Exercise requirements: Return the rows below verbatim, starting at the line that contains "form: x=372 y=207." and ending after the line that contains "x=239 y=287". Omit the pictures from your output.

Point annotation dataset rows
start
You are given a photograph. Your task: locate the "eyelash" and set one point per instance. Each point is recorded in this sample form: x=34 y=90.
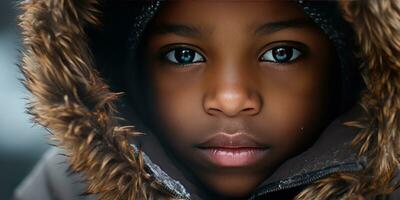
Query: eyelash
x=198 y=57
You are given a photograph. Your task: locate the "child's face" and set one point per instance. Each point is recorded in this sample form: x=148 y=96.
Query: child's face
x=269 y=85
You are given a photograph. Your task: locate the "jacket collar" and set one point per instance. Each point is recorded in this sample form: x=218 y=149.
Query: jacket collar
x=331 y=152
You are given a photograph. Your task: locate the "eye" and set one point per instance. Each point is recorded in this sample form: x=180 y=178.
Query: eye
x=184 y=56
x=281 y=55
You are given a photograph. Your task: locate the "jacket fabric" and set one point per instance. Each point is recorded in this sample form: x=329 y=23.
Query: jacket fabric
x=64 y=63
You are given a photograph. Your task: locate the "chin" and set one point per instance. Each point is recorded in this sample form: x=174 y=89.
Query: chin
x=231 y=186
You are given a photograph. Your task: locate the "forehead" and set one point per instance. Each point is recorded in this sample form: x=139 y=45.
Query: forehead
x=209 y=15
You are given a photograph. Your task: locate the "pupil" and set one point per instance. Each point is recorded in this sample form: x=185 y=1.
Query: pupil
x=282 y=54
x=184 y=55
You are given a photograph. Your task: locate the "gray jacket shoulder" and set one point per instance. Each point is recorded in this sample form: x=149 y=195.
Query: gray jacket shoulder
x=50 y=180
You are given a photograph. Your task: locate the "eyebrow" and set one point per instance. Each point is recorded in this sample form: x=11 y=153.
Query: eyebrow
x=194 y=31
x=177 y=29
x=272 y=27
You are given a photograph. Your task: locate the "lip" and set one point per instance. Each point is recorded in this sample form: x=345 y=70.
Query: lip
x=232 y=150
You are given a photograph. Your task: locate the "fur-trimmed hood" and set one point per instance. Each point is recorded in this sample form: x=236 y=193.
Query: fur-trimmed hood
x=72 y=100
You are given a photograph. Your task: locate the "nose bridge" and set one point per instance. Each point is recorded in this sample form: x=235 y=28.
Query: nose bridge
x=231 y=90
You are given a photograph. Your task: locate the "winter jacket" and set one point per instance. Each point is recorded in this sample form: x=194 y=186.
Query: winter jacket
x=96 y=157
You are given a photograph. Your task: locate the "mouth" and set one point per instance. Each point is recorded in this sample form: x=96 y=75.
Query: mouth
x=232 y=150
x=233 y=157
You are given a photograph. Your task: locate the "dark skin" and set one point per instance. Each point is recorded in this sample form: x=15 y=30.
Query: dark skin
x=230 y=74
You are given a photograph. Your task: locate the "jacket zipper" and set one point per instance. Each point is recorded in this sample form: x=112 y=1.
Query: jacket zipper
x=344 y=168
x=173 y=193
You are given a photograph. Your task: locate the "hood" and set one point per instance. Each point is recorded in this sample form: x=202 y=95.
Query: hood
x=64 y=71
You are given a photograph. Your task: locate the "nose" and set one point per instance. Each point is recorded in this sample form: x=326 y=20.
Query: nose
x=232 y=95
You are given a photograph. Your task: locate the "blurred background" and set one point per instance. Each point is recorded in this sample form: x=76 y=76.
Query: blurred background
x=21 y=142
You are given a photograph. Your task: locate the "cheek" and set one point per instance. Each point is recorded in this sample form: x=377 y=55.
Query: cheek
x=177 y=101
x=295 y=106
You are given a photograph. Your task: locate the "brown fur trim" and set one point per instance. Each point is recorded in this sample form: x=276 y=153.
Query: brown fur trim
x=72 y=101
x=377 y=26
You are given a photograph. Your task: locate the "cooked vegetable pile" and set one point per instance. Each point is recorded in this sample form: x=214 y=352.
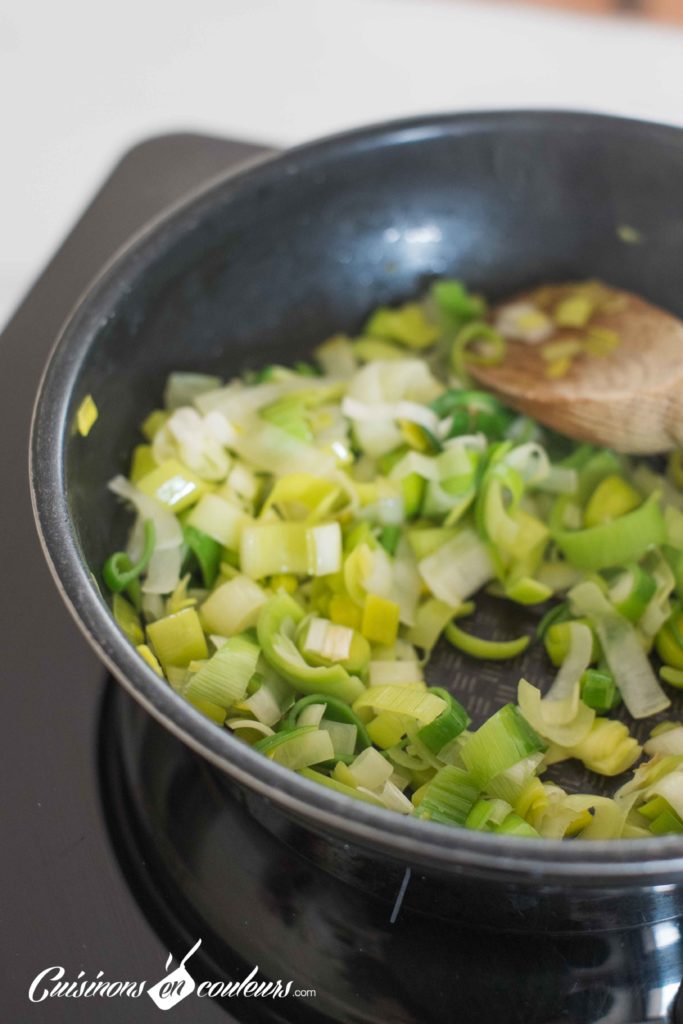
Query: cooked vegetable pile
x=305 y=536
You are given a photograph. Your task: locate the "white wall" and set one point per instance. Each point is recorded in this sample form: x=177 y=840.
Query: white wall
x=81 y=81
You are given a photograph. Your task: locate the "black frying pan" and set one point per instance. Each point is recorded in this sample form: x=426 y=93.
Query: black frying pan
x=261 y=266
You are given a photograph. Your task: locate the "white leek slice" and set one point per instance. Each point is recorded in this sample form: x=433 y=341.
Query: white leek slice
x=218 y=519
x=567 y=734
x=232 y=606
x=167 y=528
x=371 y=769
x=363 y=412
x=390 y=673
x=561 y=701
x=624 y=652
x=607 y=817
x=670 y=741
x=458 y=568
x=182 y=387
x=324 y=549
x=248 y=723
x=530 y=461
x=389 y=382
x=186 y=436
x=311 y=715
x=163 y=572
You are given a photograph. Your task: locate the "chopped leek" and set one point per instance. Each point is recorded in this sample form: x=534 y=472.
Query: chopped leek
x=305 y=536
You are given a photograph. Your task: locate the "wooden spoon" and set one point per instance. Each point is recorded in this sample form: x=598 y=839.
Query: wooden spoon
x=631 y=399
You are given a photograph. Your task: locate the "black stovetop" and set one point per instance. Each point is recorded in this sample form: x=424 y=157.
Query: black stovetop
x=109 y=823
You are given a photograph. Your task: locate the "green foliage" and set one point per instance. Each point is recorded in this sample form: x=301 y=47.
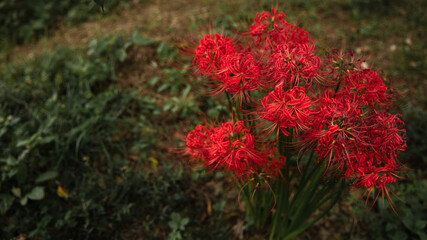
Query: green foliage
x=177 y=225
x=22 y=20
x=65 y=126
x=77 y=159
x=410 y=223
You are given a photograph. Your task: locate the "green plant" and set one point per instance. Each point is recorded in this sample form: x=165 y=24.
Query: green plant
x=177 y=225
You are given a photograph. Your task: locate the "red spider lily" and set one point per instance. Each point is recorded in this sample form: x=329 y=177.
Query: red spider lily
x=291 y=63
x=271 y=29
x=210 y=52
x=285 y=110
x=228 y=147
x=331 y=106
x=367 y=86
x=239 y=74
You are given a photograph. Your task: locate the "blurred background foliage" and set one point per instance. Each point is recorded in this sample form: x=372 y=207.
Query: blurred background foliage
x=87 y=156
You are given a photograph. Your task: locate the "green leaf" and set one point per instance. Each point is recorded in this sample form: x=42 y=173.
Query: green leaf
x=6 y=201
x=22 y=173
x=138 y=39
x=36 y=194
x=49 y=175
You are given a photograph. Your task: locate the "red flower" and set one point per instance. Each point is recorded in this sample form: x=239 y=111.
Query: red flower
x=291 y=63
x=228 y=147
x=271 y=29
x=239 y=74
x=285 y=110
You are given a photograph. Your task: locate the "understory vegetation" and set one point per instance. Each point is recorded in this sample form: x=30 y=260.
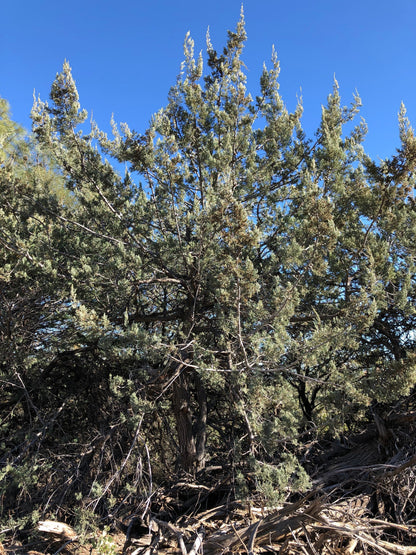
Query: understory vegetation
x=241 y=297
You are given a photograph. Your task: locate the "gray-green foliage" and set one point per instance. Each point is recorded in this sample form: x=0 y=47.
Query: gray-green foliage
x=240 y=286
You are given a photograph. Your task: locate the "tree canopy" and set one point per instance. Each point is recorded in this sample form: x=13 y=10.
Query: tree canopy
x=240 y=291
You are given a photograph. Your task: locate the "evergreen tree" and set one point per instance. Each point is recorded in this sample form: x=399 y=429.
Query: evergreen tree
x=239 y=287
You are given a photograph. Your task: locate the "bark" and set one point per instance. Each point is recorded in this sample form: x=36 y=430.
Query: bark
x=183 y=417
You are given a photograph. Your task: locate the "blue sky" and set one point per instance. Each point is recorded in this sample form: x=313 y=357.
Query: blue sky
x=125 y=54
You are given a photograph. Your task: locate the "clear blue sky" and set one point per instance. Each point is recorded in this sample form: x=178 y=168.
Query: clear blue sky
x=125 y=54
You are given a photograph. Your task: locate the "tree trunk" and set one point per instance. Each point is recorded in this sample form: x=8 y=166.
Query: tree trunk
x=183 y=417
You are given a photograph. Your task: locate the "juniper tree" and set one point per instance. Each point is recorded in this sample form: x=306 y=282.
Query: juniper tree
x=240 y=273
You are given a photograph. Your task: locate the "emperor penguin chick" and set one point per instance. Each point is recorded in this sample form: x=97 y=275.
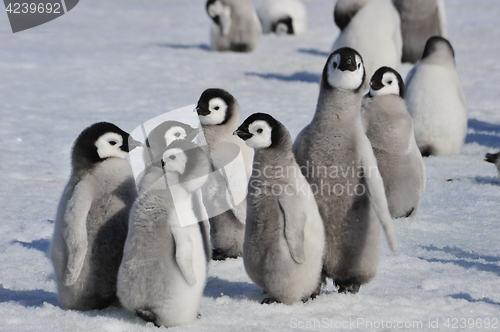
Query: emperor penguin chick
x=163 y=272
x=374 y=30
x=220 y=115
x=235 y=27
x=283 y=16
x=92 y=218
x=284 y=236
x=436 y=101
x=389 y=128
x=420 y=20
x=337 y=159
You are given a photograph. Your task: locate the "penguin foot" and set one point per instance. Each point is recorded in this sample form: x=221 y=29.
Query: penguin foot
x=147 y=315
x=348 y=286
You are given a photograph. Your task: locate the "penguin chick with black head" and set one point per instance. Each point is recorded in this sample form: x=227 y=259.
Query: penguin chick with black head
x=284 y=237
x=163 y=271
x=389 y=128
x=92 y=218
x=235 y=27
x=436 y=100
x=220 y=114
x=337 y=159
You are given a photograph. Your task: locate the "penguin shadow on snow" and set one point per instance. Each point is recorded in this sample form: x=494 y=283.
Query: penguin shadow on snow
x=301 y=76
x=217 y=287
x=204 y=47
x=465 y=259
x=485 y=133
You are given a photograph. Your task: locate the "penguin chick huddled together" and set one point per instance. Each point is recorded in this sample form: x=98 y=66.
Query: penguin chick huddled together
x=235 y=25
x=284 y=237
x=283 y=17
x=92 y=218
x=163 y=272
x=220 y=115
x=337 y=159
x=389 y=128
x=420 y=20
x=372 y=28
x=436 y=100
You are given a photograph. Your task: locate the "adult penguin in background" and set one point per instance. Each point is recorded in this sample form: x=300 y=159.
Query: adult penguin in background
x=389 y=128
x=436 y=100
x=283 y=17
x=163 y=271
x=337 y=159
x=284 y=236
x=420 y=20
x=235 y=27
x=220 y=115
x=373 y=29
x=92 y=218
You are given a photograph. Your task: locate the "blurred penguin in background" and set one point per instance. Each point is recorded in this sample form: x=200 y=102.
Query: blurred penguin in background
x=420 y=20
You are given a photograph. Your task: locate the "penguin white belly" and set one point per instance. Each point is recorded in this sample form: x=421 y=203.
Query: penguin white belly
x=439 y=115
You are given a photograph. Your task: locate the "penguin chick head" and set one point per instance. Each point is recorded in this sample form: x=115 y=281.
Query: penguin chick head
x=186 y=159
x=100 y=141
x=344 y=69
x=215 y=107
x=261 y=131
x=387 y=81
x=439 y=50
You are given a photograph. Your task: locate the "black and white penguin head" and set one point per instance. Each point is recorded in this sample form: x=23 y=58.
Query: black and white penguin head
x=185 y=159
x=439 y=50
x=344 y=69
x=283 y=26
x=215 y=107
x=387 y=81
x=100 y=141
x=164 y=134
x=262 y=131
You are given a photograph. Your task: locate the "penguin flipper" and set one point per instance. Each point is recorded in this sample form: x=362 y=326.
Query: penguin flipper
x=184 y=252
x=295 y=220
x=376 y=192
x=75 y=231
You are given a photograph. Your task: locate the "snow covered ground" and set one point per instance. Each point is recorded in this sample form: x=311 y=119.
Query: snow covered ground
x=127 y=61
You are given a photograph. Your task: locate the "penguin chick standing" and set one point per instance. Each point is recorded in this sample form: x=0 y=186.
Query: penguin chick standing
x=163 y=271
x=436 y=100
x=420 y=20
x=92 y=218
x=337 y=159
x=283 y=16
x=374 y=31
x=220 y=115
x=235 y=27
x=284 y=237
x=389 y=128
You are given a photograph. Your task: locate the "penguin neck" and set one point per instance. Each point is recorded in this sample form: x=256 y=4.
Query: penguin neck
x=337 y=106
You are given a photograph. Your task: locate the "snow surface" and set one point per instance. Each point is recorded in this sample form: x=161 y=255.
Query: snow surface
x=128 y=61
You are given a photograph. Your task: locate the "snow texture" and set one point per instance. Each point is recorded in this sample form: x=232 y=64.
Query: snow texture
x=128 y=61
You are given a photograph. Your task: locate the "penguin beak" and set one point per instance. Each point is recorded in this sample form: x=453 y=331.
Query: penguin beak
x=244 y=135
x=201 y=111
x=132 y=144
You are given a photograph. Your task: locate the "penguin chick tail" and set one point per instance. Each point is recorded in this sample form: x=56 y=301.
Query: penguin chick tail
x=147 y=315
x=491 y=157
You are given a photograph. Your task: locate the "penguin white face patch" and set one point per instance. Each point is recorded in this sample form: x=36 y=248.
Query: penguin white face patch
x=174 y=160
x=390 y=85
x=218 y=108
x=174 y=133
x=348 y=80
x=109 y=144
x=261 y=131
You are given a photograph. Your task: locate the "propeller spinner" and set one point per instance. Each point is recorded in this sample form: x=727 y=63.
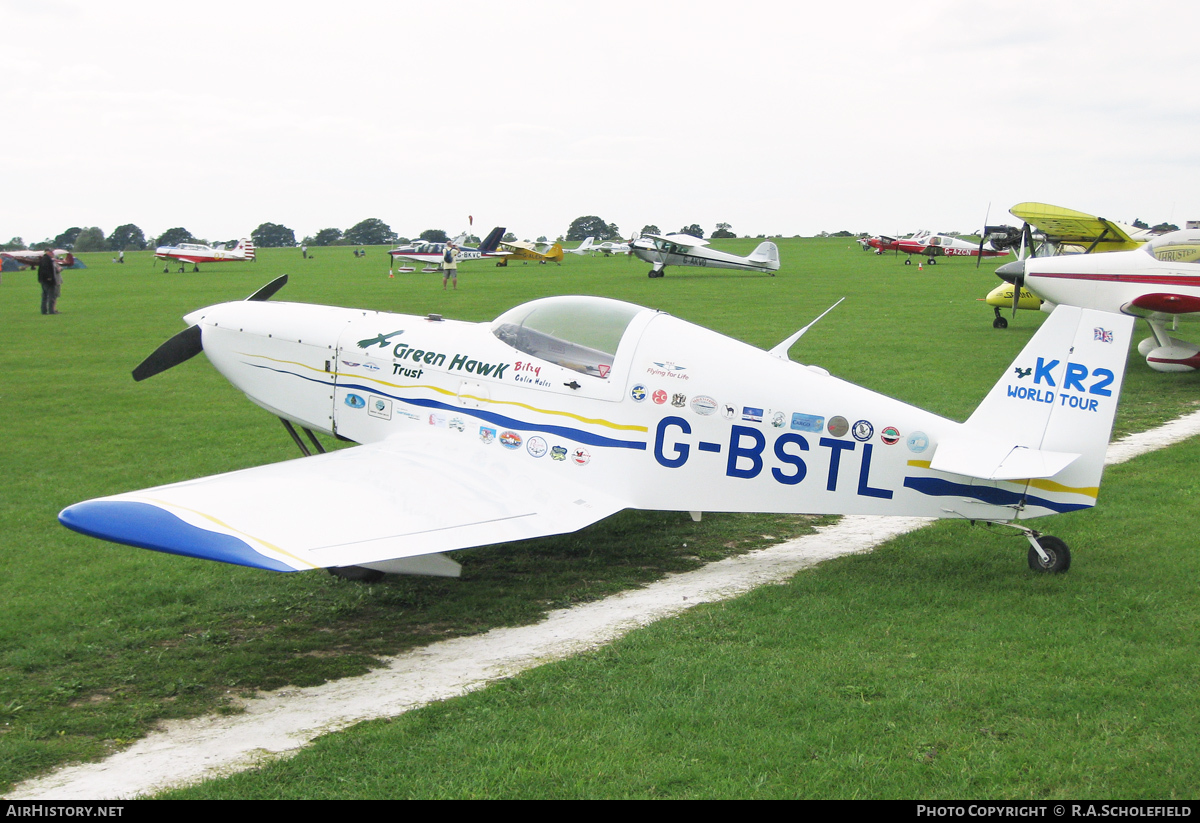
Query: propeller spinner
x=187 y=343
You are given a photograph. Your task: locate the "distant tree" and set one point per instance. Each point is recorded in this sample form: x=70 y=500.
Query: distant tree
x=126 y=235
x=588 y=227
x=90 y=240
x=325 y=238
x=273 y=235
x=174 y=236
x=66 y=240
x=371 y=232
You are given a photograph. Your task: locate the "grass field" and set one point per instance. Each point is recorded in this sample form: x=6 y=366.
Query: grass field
end
Response to this exercise:
You are given a photograph. Your task: locate the "blurred background foliage" and set one point per instance. Each point is recorded in this sample form: x=372 y=207.
Query: blurred background foliage
x=87 y=156
You are given a photograph. Your task: locate the "green leaf" and set one point per instance. Each point is recorded in this sample form: x=42 y=173.
Query: green leaf
x=6 y=201
x=22 y=173
x=138 y=39
x=36 y=194
x=49 y=175
You are given a photograph. Your task: locate the "red flower" and set one point per instance. Each point is recorded in this sample form: x=239 y=111.
Query: red flower
x=291 y=63
x=228 y=147
x=271 y=29
x=239 y=74
x=285 y=110
You are given a photograph. Your task: locate the "understory vegetation" and set one point per instance. Each point is recorded in this sample form: x=30 y=260.
Query: understory vegetation
x=241 y=297
You are given a photograph. Your task: locate the "gray-green foliage" and set one point per instance. Each point is recorded in this sample form: x=0 y=47.
Query: gray-green foliage
x=240 y=286
You are given a photograph. Your task: locate the "tree canopy" and set one point per instance. Each point is recorded in this sample form: x=13 y=10.
Query: tree canopy
x=240 y=291
You are given a photograph. Your task: locate the "evergreen tree" and set one point per instance. Each point is recorded in this sample form: x=399 y=429.
Query: evergreen tree
x=239 y=287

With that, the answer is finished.